## Extrait du document
******************************

Theo Sowa
Conseillère indépendante spécialisée dans les questions de genre, d'équité et de justice en matière de ressources (ancienne Directrice générale du Fonds de développement des femmes africaines, AWDF)
Theo Sowa
Conseillère indépendante spécialisée dans les questions de genre, d'équité et de justice en matière de ressources (ancienne Directrice générale du Fonds de développement des femmes africaines, AWDF)
En 2014, Margot Wallström, alors ministre suédoise des Affaires étrangères, annonçait la première politique étrangère féministe au monde. Il a fallu attendre trois autres années pour qu’un autre pays, le Canada en l’occurrence, annonce sa propre Politique d’aide internationale féministe. En 2022, on comptait au total 13 pays à revenu élevé, intermédiaire ou faible qui avaient lancé ou élaboraient une politique étrangère féministe1.

******************************

## Matériel fourni
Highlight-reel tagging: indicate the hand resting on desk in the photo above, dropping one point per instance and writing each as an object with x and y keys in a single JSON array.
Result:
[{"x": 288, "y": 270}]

******************************

## Tâche à accomplir
D'après l'extrait du document, quel pays a annoncé sa propre Politique d'aide internationale féministe trois ans après l'annonce suédoise ?

## Réponse
Le Canada.